■ Source passage ■
◆ ◆ ◆
Download pre-trained models

We have released checkpoints for the main models in the paper. Before using these models, please review the corresponding model card to understand the intended use and limitations of these models.

Here are the download links for each model checkpoint:

Sampling from pre-trained models

To sample from these models, you can use the classifier_sample.py, image_sample.py, and super_res_sample.py scripts. Here, we provide flags for sampling from all of these models. We assume that you have downloaded the relevant model checkpoints into a folder called models/.

For these examples, we will generate 100 samples with batch size 4. Feel free to change these values.

SAMPLE_FLAGS="--batch_size 4 --num_samples 100 --timestep_respacing 250"

Classifier guidance

Note for these sampling runs that you can set --classifier_scale 0 to sample from the base diffusion model. You may also use the image_sample.py script instead of classifier_sample.py in that case.
◆ ◆ ◆
■ Extracted material ■

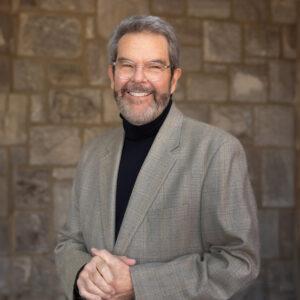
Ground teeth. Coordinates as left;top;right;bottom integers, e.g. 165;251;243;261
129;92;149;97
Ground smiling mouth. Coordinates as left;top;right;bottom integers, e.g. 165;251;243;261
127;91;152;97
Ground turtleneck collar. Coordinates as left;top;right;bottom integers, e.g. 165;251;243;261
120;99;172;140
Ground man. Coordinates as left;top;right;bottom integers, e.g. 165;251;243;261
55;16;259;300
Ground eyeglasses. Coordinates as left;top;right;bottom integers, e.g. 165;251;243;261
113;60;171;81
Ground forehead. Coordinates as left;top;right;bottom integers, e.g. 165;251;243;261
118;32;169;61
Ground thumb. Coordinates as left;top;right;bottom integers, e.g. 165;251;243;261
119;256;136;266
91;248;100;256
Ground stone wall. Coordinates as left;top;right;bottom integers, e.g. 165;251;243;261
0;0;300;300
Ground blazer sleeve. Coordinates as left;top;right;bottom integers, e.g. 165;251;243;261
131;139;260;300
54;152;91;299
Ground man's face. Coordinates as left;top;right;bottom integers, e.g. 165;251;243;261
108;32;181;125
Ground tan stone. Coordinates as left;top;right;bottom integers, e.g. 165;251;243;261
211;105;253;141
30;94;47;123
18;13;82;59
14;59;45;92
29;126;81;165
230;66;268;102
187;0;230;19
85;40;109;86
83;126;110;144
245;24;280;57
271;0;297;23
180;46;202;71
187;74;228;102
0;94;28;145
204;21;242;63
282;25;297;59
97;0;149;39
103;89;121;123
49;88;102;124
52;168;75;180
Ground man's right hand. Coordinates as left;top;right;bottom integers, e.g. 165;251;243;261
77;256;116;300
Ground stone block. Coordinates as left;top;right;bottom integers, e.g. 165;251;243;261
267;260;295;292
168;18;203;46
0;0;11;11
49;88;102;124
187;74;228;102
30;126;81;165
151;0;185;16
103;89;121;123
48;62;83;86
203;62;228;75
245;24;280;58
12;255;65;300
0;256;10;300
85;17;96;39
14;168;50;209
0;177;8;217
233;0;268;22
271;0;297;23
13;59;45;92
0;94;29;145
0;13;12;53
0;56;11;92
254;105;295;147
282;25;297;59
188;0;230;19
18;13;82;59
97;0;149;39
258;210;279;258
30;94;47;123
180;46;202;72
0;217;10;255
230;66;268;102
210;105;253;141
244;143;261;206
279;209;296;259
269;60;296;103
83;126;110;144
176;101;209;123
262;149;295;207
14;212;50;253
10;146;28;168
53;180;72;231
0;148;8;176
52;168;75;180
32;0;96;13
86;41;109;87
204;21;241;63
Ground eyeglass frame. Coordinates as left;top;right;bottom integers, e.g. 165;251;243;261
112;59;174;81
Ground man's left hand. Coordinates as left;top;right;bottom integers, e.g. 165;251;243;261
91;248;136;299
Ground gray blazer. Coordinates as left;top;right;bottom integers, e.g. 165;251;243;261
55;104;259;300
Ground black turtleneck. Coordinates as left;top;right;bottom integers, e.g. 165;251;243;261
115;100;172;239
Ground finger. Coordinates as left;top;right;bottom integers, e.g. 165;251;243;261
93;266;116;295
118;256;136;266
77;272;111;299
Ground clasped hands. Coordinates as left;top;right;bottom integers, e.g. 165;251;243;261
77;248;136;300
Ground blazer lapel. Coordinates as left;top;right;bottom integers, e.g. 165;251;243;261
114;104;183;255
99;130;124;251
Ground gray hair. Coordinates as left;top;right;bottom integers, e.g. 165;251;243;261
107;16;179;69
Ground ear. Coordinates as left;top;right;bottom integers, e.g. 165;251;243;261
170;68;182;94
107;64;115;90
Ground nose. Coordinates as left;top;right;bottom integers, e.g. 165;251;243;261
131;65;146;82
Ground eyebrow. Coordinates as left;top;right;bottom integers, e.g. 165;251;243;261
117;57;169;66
◆ ◆ ◆
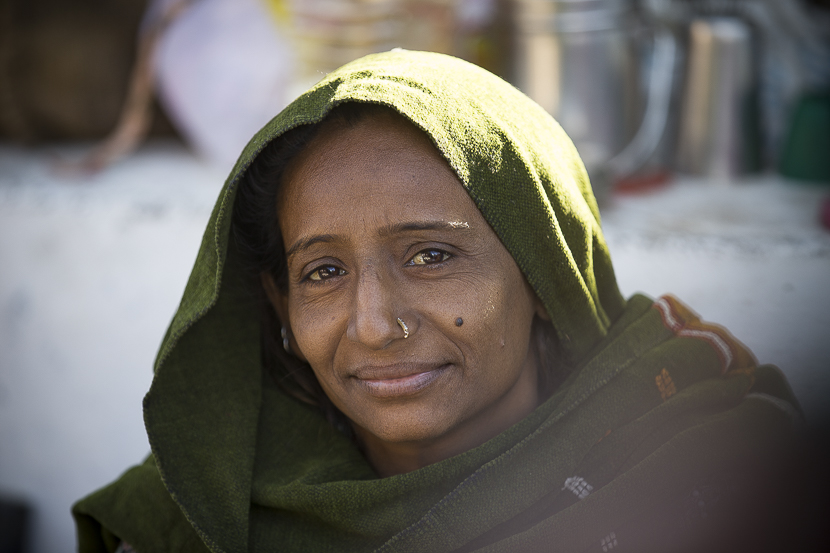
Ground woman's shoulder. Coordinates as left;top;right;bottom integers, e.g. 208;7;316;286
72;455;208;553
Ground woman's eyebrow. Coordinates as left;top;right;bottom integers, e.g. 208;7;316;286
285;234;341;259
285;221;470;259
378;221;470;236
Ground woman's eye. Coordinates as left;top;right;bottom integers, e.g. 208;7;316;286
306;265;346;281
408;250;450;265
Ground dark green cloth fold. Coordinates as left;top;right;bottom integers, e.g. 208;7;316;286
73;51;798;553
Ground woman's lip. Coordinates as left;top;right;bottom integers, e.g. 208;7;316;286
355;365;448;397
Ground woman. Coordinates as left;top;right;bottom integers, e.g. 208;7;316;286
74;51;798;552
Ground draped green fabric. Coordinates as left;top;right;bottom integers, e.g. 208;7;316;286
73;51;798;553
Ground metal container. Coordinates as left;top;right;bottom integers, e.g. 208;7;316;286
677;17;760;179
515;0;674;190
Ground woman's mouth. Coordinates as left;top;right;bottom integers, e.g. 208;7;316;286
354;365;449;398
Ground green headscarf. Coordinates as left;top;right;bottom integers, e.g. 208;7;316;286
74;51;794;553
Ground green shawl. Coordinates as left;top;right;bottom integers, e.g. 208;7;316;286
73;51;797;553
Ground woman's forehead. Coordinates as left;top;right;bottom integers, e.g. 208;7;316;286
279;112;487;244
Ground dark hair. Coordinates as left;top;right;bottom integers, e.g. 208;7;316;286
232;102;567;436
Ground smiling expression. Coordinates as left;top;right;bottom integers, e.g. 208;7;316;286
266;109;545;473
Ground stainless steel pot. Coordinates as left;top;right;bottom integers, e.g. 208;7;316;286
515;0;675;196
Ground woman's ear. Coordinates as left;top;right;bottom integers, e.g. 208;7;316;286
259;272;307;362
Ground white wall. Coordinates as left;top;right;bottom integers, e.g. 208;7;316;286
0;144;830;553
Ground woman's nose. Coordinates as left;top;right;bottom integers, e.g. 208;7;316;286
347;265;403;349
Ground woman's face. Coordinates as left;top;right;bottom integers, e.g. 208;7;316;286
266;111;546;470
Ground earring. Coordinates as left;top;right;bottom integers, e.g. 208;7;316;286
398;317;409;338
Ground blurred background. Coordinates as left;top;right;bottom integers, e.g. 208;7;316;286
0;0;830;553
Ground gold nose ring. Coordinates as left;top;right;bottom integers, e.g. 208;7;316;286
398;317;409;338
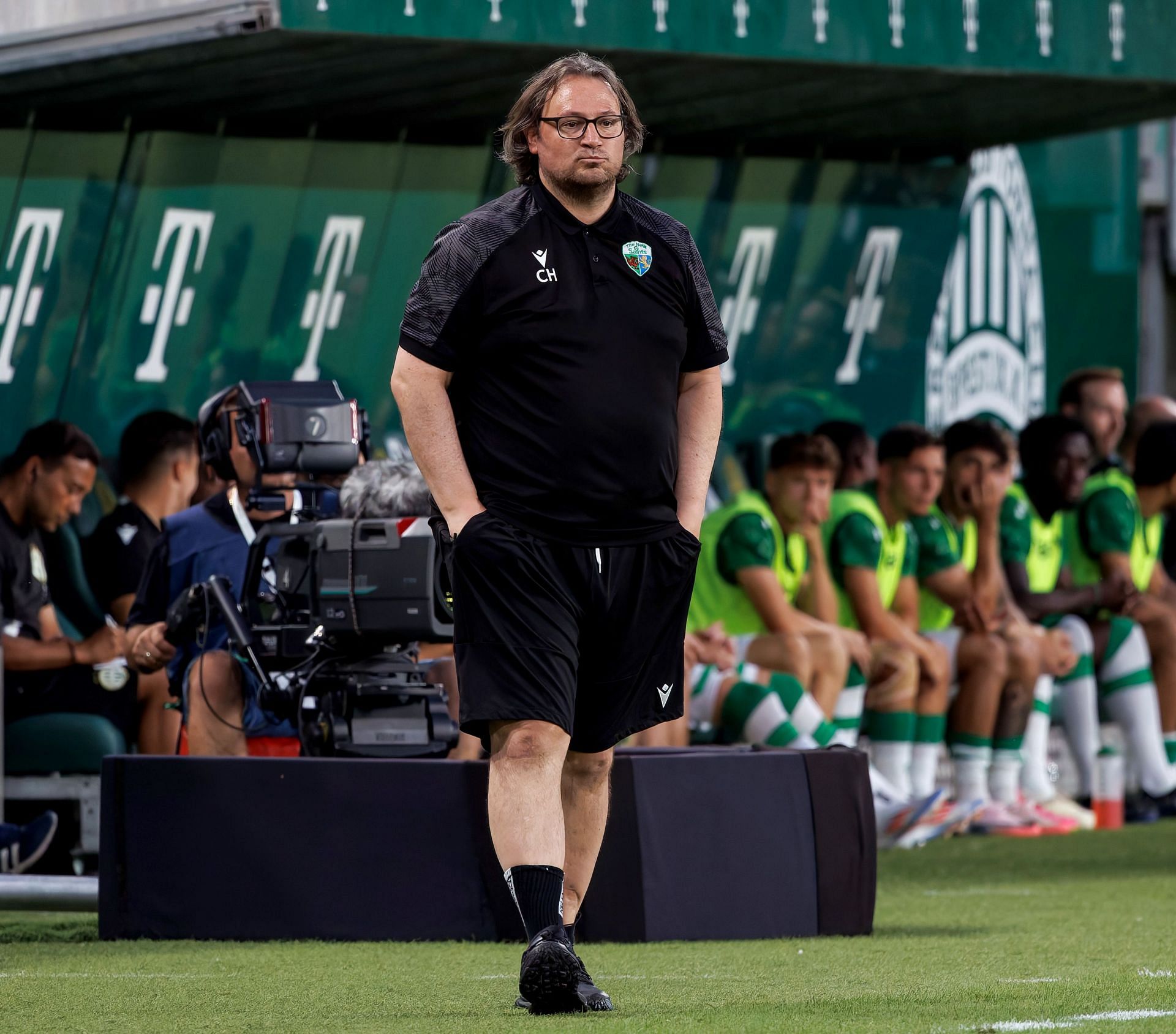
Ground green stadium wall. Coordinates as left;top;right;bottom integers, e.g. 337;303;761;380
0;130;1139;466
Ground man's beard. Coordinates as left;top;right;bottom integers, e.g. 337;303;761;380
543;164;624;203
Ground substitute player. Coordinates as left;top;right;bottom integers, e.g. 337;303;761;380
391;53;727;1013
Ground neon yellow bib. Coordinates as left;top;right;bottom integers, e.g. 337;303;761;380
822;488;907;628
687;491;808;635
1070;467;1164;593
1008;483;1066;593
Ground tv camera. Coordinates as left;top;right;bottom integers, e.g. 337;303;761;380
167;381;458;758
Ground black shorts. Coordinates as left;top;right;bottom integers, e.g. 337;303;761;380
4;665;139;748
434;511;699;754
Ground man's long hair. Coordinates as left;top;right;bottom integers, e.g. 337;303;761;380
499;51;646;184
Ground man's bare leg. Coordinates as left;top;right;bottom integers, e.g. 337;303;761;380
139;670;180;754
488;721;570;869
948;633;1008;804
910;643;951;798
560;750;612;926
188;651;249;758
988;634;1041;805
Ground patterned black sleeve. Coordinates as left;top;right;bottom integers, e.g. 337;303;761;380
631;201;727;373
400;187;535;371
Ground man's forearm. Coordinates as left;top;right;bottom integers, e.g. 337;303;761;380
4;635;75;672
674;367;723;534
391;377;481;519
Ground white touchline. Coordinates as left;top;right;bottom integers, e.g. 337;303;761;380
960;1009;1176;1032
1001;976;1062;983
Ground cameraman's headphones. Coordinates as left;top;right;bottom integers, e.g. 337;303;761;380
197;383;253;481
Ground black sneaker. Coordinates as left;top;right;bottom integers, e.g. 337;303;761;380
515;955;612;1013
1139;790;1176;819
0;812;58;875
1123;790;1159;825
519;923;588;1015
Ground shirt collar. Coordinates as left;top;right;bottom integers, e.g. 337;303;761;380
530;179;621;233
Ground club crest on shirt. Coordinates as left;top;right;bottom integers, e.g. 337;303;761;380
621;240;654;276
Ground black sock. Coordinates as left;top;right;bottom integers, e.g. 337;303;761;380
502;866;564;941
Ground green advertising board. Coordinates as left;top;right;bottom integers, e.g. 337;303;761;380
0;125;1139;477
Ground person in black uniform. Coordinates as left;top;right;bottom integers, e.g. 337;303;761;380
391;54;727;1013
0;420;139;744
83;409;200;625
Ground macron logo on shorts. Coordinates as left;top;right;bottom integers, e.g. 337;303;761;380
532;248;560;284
◆ ◆ ◆
■ Job ■
Reproduce the entire passage on downloading and sampling from pre-trained models word for word.

■ Full response ■
Download pre-trained models

We have released checkpoints for the main models in the paper. Before using these models, please review the corresponding model card to understand the intended use and limitations of these models.

Here are the download links for each model checkpoint:

Sampling from pre-trained models

To sample from these models, you can use the classifier_sample.py, image_sample.py, and super_res_sample.py scripts. Here, we provide flags for sampling from all of these models. We assume that you have downloaded the relevant model checkpoints into a folder called models/.

For these examples, we will generate 100 samples with batch size 4. Feel free to change these values.

SAMPLE_FLAGS="--batch_size 4 --num_samples 100 --timestep_respacing 250"

Classifier guidance

Note for these sampling runs that you can set --classifier_scale 0 to sample from the base diffusion model. You may also use the image_sample.py script instead of classifier_sample.py in that case.